:: SUPPLIED RECORDS ::
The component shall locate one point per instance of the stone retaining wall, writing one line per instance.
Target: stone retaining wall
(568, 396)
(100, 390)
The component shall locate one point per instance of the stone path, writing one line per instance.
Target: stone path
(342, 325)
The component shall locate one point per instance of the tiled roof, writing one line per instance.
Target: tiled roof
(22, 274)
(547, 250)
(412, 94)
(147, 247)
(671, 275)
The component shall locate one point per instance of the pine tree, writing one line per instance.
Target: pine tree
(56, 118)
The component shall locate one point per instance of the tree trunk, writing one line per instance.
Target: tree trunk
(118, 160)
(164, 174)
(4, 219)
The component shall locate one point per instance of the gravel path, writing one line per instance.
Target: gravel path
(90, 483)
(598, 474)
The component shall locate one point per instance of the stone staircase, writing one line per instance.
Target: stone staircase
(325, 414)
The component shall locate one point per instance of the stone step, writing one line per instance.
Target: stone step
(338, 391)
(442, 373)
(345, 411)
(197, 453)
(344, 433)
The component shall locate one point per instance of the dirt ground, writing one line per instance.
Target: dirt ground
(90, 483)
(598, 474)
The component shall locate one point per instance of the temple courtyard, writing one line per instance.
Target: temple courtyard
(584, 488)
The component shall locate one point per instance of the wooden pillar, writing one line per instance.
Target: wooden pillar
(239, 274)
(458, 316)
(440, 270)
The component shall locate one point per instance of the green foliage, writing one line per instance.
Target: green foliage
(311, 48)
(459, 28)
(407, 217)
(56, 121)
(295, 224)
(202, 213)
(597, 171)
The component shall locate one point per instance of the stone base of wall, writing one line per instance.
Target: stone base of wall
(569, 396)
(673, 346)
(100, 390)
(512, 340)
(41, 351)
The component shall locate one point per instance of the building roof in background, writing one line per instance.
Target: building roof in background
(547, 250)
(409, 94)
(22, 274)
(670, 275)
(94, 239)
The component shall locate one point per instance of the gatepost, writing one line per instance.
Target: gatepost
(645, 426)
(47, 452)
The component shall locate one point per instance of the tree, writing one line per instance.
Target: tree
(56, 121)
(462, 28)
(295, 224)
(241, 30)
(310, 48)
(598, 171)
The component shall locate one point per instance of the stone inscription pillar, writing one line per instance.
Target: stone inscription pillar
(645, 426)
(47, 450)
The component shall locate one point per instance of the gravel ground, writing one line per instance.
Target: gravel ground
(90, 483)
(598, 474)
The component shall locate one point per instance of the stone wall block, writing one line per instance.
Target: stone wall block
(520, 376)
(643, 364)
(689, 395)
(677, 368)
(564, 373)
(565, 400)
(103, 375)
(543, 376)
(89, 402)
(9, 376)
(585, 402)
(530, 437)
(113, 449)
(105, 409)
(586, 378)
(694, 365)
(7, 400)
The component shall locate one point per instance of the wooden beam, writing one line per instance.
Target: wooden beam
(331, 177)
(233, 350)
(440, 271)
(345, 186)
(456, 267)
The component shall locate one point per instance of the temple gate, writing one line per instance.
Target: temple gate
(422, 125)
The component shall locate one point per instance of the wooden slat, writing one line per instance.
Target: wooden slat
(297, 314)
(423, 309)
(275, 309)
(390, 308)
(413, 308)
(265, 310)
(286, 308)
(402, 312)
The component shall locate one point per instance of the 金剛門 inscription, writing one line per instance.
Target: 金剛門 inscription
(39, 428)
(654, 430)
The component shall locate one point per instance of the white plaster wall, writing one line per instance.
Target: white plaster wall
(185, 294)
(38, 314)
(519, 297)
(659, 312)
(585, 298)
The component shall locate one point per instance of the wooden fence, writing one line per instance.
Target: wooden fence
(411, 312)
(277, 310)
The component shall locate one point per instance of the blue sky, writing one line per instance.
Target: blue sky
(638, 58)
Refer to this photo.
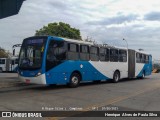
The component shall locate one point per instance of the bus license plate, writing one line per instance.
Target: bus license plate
(28, 81)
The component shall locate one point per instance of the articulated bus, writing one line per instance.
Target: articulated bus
(53, 60)
(8, 64)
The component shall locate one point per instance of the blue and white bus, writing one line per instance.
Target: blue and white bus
(53, 60)
(8, 64)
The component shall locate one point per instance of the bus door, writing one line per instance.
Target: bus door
(131, 63)
(7, 64)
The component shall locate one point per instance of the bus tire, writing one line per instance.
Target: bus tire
(74, 80)
(116, 77)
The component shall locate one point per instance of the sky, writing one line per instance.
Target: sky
(103, 21)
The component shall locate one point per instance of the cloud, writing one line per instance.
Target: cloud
(152, 16)
(115, 20)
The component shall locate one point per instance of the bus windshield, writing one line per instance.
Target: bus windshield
(31, 53)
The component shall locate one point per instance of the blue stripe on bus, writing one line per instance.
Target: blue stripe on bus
(61, 73)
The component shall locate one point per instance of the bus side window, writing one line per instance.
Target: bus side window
(73, 51)
(147, 59)
(84, 52)
(113, 55)
(12, 62)
(94, 53)
(102, 54)
(143, 58)
(140, 56)
(122, 56)
(137, 58)
(3, 61)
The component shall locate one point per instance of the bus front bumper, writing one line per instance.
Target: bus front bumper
(41, 79)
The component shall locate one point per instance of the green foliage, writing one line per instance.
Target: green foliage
(59, 29)
(3, 54)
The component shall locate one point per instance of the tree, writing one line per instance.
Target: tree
(3, 53)
(59, 29)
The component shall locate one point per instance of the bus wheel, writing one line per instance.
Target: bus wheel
(74, 80)
(116, 77)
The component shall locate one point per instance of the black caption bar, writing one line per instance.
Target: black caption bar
(23, 114)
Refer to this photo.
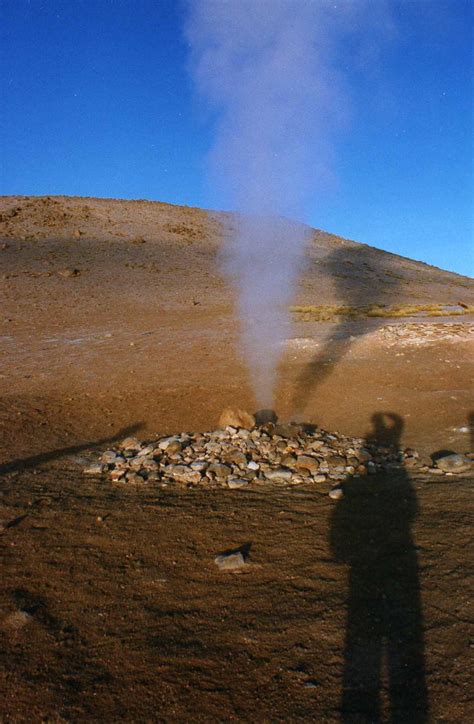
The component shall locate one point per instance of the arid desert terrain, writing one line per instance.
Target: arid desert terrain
(116, 320)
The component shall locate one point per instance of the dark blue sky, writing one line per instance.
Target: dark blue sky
(97, 101)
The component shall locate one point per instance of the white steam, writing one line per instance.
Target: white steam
(266, 69)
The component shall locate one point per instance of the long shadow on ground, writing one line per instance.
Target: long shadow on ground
(371, 533)
(35, 460)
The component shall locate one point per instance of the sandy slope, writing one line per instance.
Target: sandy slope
(128, 618)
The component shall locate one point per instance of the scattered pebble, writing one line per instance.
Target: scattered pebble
(236, 456)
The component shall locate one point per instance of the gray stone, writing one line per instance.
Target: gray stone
(454, 464)
(95, 469)
(305, 462)
(237, 483)
(280, 474)
(130, 443)
(218, 470)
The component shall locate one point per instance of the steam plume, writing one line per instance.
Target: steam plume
(265, 68)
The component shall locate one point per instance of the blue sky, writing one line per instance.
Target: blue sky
(97, 101)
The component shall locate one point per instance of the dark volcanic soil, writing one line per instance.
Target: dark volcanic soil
(111, 606)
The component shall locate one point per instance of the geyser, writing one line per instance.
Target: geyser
(264, 67)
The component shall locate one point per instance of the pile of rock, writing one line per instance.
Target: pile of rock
(236, 457)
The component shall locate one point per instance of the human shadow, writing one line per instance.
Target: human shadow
(371, 533)
(362, 276)
(35, 460)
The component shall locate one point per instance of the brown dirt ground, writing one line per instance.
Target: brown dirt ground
(128, 617)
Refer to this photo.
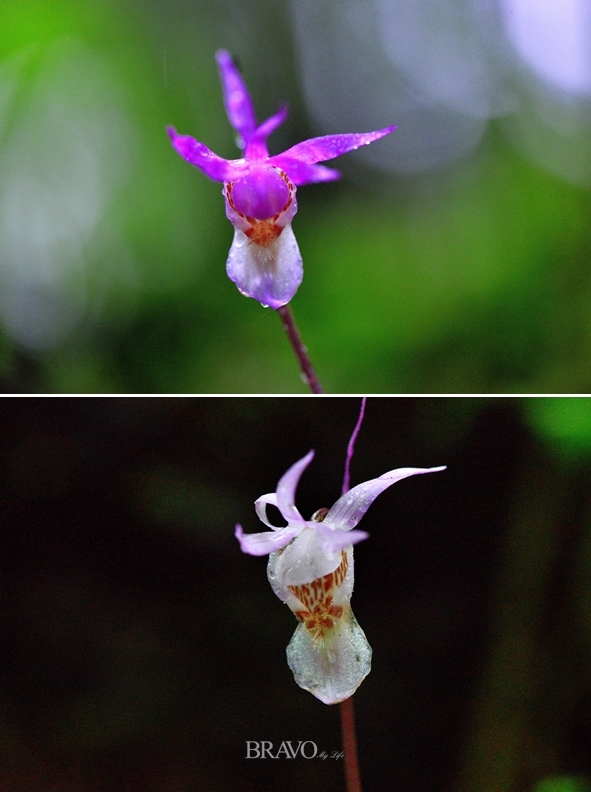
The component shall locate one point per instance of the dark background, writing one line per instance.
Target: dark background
(141, 649)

:: INSTRUCTIONS TO FOLLOW ::
Copy out the entire listing above word for word, leaving out the pictures.

:: TASK RESULT ::
The component shall locate one point per instance of the stone retaining wall, writing one line per instance.
Target: stone retaining wall
(568, 396)
(100, 390)
The component shall locate one point per instance of the stone path, writing one line per instance.
Target: stone path
(342, 325)
The component shall locate one point per instance of the tiled roof, writing one line per instance.
Target: tiled roof
(22, 274)
(547, 250)
(412, 94)
(147, 247)
(671, 275)
The component shall locate one point per instance of the pine tree, writing one line per instance.
Target: pine tree
(56, 118)
The component shall locate one point per instance of the tree trunk, writing one line per instance.
Target: tree trunk
(118, 160)
(164, 174)
(4, 219)
The component shall locate one point per instance of the gravel path, writing one line per instance.
Target: gravel path
(90, 483)
(598, 474)
The component shall locate one point per instance of the stone staircase, writing one line per instance.
Target: stone staircase
(325, 414)
The component shall locate one point per instance of the stone step, writing one line per instance.
Target: stone step
(338, 391)
(442, 373)
(345, 411)
(197, 453)
(344, 433)
The component shall locate one point per instance of the dirt ground, writing one line per instance.
Target: dirt ground
(90, 483)
(598, 474)
The component shall locate one point per instance of the temple courtyard, writing one line per instance.
Target: temple courtyard
(584, 488)
The component shall locate one point per instance of the wooden pillar, writing one line per instance.
Target: wooden pillar
(239, 274)
(458, 316)
(440, 270)
The component shall locate one point per instance of the green foliage, writing one line per instance.
Target: green foliage
(311, 48)
(459, 28)
(407, 217)
(56, 121)
(295, 224)
(202, 213)
(597, 171)
The component shall locate one point per instance of the stone base of wall, writing one line per instance.
Target: stone base of wall
(569, 396)
(673, 346)
(100, 390)
(512, 340)
(41, 351)
The component shall locate one point per instance of the building roof in background, writing one line per instance.
Target: building roof in background
(547, 250)
(409, 94)
(22, 274)
(670, 275)
(94, 239)
The component shall locate one point per instance of the gatepost, writing one line per instance.
Target: gatepost
(645, 426)
(47, 452)
The component shall locate one point per instance of the tree, writing one line per instance.
Target: tree
(56, 121)
(462, 28)
(295, 224)
(241, 30)
(310, 48)
(598, 171)
The component shall locate one point per instance of the stone inscription pillar, writing one line per instance.
Target: stone inscription pillar
(645, 426)
(47, 450)
The component shall locate one point per instance of the gravel ground, writing one line per instance.
Target: gravel ground
(90, 483)
(598, 474)
The component shall locate one point per instance of the stone wall block, writing one line per instance.
Target: stone wall block
(520, 376)
(643, 364)
(689, 395)
(677, 368)
(564, 373)
(565, 400)
(103, 375)
(543, 376)
(89, 402)
(9, 376)
(585, 402)
(530, 437)
(113, 449)
(105, 409)
(586, 378)
(694, 365)
(7, 400)
The component shall locate one point per instance of the wooden beam, writing one line per instance.
Target: wooden beam
(331, 177)
(233, 350)
(440, 271)
(345, 186)
(456, 267)
The component shall locate one point per instance of the temple gate, writing one line per instance.
Target: temple gate
(422, 125)
The component shall locate one point per instance of the wooden slat, writing one line per instance.
Target: wooden slat
(297, 314)
(423, 309)
(275, 309)
(390, 308)
(413, 308)
(265, 310)
(286, 308)
(402, 312)
The component shall locate one point per instance of the 金剛門 inscription, writing one line per instance.
Target: 金剛門 inscription
(39, 428)
(654, 430)
The component shall locate one point per instance of the white plaster wall, writing one line per instance.
Target: white plaster wall
(185, 294)
(38, 314)
(519, 297)
(659, 312)
(585, 298)
The component shall locate one point per instance of the wooden fence, writing one line per instance.
Target: wooden fence
(411, 312)
(277, 310)
The component shall locate one point per instance of the blue sky, writing one line per instance.
Target: blue sky
(638, 58)
Refer to this photo.
The component shall locate one point per instance of the bus license plate, writing one line per instance.
Target: bus license plate
(28, 81)
The component shall locate one point per instance of the articulated bus, writing one line per instance.
Target: articulated bus
(53, 60)
(8, 64)
The component shall locate one point per instance of the blue and white bus, writing one line per instance.
Target: blue and white bus
(53, 60)
(8, 64)
The component shall locate one point per instance of the bus door, writing one line per instance.
Target: bus door
(131, 63)
(7, 64)
The component shall locate one point per instance of the bus tire, writing one line per instance.
Target: bus tire
(74, 80)
(116, 77)
The component shall locate one point per instance of the sky, writing one line per instance.
Target: sky
(103, 21)
The component shall locate one point per instance of the cloud, writing one line per instance.
Target: cloud
(152, 16)
(115, 20)
The component shall locate one point per instance of the bus windshield, writing one line per instance.
Target: bus windshield
(31, 53)
The component shall locate one point per instance of the blue stripe on bus, writing one line per instance.
Target: blue stripe on bus
(61, 73)
The component shall locate one point per instance of the bus side window, writing one line per instance.
Target: bus side window
(73, 51)
(147, 59)
(84, 52)
(113, 55)
(12, 62)
(94, 53)
(102, 54)
(143, 58)
(140, 56)
(122, 56)
(137, 58)
(3, 61)
The component shall locate one point per instance of the bus front bumper, writing one line per instance.
Target: bus front bumper
(41, 79)
The component shall locate one point per instance of the green foliage, writing one line per instance.
Target: green foliage
(59, 29)
(3, 54)
The component shall locate one point per instance of the tree, writing one line per instance.
Target: tree
(3, 53)
(59, 29)
The component shall locate one point per instance of the bus wheel, writing one line per instance.
Target: bus wheel
(74, 80)
(116, 77)
The component shall locate one point per instance of the black caption bar, writing one line per instance.
Target: black caption bar
(23, 114)
Refer to this photo.
The component shall locate one point per instance of the arid desert terrain, writing one line per instance.
Target: arid desert terrain
(116, 320)
The component shall locate one point per instance of the dark blue sky, writing one line per instance.
Target: dark blue sky
(97, 101)
The component shall locate one point per instance of the white steam, writing one line per instance.
Target: white steam
(266, 69)
The component shall locate one point per instance of the long shadow on ground, writing one line per instance.
Target: long shadow on ground
(371, 533)
(35, 460)
The component shall locate one point per instance of the sandy slope, writing one line per instance.
Target: sandy slope
(128, 618)
The component shall locate one point per instance of the scattered pebble, writing one line per instance.
Target: scattered pebble
(236, 456)
The component shall locate one point per instance of the gray stone, writing one line per instance.
Target: gray stone
(454, 464)
(95, 469)
(305, 462)
(237, 483)
(280, 474)
(130, 443)
(218, 470)
The component shall locate one point per instance of the steam plume, writing one line per instance.
Target: steam plume
(265, 68)
The component shall locate one point per instance of the blue sky, writing one line per instance.
Target: blue sky
(97, 101)
The component shall locate one point per instance of the dark volcanic soil, writing one line per instance.
Target: dark volcanic soil
(111, 606)
The component shall locate one point per instance of the geyser, writing one line per instance.
Target: geyser
(264, 67)
The component shall locate one point per instance of the pile of rock, writing one line per instance.
Target: pile of rock
(236, 457)
The component shall locate one point per instance of the human shadow, writing one line per instance.
Target: human shadow
(371, 533)
(362, 276)
(35, 460)
The component shall locate one point per instance of the brown dirt ground, writing one line per instance.
Target: brown dirt ground
(128, 617)
Refer to this photo.
The component shall locate one point per instance of the dark background, writing one line per instance.
Target: dark background
(141, 649)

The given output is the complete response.